What you should do → Update the records below by replacing each occurrence of "record the location of each" with "note the position of each", leaving everything else unchanged.

Record excerpts →
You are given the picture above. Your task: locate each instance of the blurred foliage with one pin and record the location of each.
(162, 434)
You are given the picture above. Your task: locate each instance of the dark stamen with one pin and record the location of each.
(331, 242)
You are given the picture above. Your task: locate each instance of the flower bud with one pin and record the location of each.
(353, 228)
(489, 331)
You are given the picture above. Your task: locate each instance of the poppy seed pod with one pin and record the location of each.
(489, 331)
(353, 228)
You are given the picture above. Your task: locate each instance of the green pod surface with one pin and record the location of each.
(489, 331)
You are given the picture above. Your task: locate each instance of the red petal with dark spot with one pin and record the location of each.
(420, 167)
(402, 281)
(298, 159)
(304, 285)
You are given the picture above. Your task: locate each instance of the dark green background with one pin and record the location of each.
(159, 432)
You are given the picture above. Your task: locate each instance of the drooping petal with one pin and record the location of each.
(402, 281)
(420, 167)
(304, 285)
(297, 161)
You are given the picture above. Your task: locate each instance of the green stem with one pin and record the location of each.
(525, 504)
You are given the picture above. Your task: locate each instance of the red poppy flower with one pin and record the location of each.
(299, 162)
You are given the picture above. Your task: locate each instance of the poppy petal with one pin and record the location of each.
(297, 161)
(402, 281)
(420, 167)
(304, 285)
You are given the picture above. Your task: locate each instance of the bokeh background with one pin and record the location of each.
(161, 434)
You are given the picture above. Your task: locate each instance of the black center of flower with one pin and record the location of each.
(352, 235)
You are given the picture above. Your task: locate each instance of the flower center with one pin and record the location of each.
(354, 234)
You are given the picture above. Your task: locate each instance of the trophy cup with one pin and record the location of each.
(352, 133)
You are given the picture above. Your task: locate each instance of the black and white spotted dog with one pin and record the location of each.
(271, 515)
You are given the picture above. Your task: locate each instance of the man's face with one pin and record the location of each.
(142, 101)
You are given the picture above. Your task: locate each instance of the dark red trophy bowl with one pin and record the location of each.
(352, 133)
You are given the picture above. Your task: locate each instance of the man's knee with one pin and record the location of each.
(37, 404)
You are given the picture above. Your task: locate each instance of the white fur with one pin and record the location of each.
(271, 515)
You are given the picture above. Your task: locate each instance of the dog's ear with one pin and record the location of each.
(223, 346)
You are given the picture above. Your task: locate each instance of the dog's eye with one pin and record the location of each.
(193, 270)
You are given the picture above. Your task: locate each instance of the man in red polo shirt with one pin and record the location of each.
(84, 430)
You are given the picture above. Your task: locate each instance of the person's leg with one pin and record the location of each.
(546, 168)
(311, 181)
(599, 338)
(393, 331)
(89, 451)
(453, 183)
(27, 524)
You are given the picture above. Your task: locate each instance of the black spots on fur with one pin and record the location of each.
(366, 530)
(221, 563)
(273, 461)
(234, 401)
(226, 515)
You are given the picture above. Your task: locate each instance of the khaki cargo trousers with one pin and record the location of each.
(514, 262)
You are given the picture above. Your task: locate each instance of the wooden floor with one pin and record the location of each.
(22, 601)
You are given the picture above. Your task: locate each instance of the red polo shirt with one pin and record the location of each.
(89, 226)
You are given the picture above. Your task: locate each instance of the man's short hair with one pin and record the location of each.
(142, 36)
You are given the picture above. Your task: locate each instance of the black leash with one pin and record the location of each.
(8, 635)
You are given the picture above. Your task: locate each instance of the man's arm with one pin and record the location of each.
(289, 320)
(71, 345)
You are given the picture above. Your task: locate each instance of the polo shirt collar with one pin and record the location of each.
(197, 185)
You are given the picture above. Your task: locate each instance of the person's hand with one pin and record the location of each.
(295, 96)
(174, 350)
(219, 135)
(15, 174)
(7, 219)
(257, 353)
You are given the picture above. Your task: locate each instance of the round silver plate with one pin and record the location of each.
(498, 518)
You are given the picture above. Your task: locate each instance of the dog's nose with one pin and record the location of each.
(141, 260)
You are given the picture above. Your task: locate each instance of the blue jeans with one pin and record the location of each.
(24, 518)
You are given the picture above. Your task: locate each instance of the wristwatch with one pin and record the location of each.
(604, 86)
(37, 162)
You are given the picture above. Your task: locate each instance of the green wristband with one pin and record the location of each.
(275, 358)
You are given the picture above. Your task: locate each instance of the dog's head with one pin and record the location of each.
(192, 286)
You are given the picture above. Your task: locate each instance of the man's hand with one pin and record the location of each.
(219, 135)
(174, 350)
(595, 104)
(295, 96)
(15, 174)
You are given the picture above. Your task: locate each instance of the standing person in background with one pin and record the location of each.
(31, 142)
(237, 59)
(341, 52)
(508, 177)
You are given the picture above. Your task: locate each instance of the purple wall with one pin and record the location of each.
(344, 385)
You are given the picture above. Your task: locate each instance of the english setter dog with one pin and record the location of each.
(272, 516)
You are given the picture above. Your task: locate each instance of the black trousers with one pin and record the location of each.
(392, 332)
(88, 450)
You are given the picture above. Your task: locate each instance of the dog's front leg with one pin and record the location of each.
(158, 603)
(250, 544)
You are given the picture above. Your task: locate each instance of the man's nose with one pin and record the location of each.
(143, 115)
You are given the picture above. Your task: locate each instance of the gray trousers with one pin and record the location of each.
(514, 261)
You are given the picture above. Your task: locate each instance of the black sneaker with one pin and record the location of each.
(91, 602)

Solution →
You are given the picture above. Your task: locate each instance of the blurred foliage with one pin and note the position of each.
(162, 434)
You are given the picture above. Your task: locate each instance of the dark stamen with one pin and note the position of each.
(331, 242)
You are given the picture above. Your task: locate each instance of the flower bud with one pin and note the position of each.
(353, 228)
(489, 331)
You are given the picture above. Your task: locate each instance of the poppy seed pod with one pin and note the position of each.
(489, 331)
(353, 228)
You are given the picture above. Your task: locate each instance of the green pod surface with one pin and note the position of each.
(489, 331)
You are given the picture above. Your task: locate each instance of the red petal with dark spot with one pin and note the position of each.
(420, 167)
(402, 281)
(298, 159)
(304, 285)
You are given the picture above. Your task: locate each instance of the dark green background with one pin and note the position of each.
(159, 432)
You are given the picture above. Your task: locate each instance of the drooping petal with one pin and note the position of each.
(402, 281)
(420, 167)
(304, 285)
(297, 161)
You are given the picture above. Your task: locate each instance of the green stem with one pin and note the position of each.
(525, 504)
You are given the picture above. Your task: locate each instance of the red poppy flower with one pin and note the position of each.
(299, 162)
You are given the picture above. Your task: locate each instance of the poppy petal with one pin and note the position of each.
(297, 161)
(402, 281)
(420, 167)
(304, 285)
You are given the picture above. Your task: locate each instance of the bokeh background with one pin and note the position of each.
(161, 434)
You are given the picture above. Your task: locate each instance of the black center of flower with one pin and note the position of each.
(352, 235)
You are given the picture above. Your task: locate each instance of the flower center with one pin and note the position of each.
(354, 234)
You are given the picture above. Your task: locate each instance of the trophy cup with one pin and note the position of each.
(352, 133)
You are given the picture above. Your task: locate each instance of the black and white spotted dog with one pin and note the position of each.
(271, 515)
You are given the picture above. Your task: locate each instance of the man's face with one pin and note the position of each.
(142, 101)
You are given the picture above. Your task: locate each instance of the dark red trophy bowl with one pin and note the position of each.
(352, 133)
You are given the picture above. Your task: locate each instance of the man's knee with one pin and note the position of each.
(37, 404)
You are given the picture above. Your task: locate each instance of the white fur with one pin and note the position of each.
(271, 515)
You are given the picture above. Your task: locate each instance of the dog's ear with one pin and note the position of each.
(223, 346)
You are given the picture above. Your task: locate each instance of the dog's eye with one pin and note the position of each.
(193, 270)
You are given the picture above. Your task: locate each instance of the man in red polo shirt with one pin and note the position of each.
(84, 430)
You are given the picture above. Your task: locate each instance of the person's leg with one pin and note the position of each.
(546, 168)
(311, 181)
(599, 338)
(393, 331)
(89, 451)
(453, 183)
(27, 524)
You are given the picture above. Your task: locate each instance of the black spots on fur with one pin and note the position of each.
(366, 530)
(221, 563)
(273, 461)
(234, 401)
(226, 515)
You are given the picture above. Your task: locate each instance of the khaki cargo trousers with one pin and note the position of each.
(514, 262)
You are given the picture above. Your task: locate each instance of the wooden floor with one pin and note the position of each.
(22, 601)
You are given the picture above. Your task: locate each instance of the red polo shirt with one pin and note the position of each.
(89, 226)
You are given the picture above. Your task: locate each instance of the man's short hair with one pin and note the position of each.
(142, 36)
You are given the picture above. Your task: locate each instance of the black leash with one pin and note the position of each.
(8, 635)
You are given the picture above. Your task: locate each instance of the man's arm with one pin and note the position of each.
(289, 320)
(71, 345)
You are given the picture above. Your task: locate each instance of the polo shirt collar with one pin and note the position of each.
(197, 185)
You are given the picture above. Your task: locate each instance of the person's hand with one pin and note the position of each.
(295, 96)
(174, 350)
(219, 135)
(15, 174)
(7, 219)
(257, 353)
You are given the picture above. Your task: locate each instance of the round silver plate with one pin and note the position of each.
(498, 518)
You are given the picture above. Your task: locate each instance of the dog's nose with one pin and note the position of each.
(141, 260)
You are given the picture above. Your task: locate each instance of the blue jeans with one pin and note the position of each.
(24, 518)
You are given the picture above. Your task: locate each instance of the wristwatch with one pin and note the position of each.
(604, 86)
(37, 162)
You are given the picture above. Your task: locate each instance of the green wristband with one pin and note the position of each.
(275, 358)
You are given the picture above. Your task: locate each instance of the dog's head with one pin and note the position of each.
(192, 286)
You are given the picture above. Your task: locate each instance of the man's hand with one pin and note the position of each.
(219, 135)
(174, 350)
(595, 104)
(295, 96)
(15, 174)
You are given the picture above. Your task: locate each instance of the standing person in background with one pin and note the position of each.
(31, 142)
(237, 59)
(341, 52)
(508, 177)
You are given the picture above. Your task: locate each instance of the purple wall with one pin and note the position of each.
(344, 385)
You are given the picture above. Your task: locate each instance of the english setter dog with one pin and note the position of each.
(272, 516)
You are given the picture above. Your task: locate each instance of the black trousers with one pin and note the position of each.
(392, 332)
(88, 450)
You are given the picture above. Your task: locate each instance of the dog's front leg with one pin and note the position of each.
(158, 603)
(250, 544)
You are given the picture above. Your task: locate each instance of the man's nose with one pin and note the position of each.
(143, 115)
You are given the picture above. Your task: locate each instance of the gray trousers with one pin and note the position of each.
(514, 261)
You are given the picture above. Your task: locate each instance of the black sneaker with one pin and note the position of each.
(91, 602)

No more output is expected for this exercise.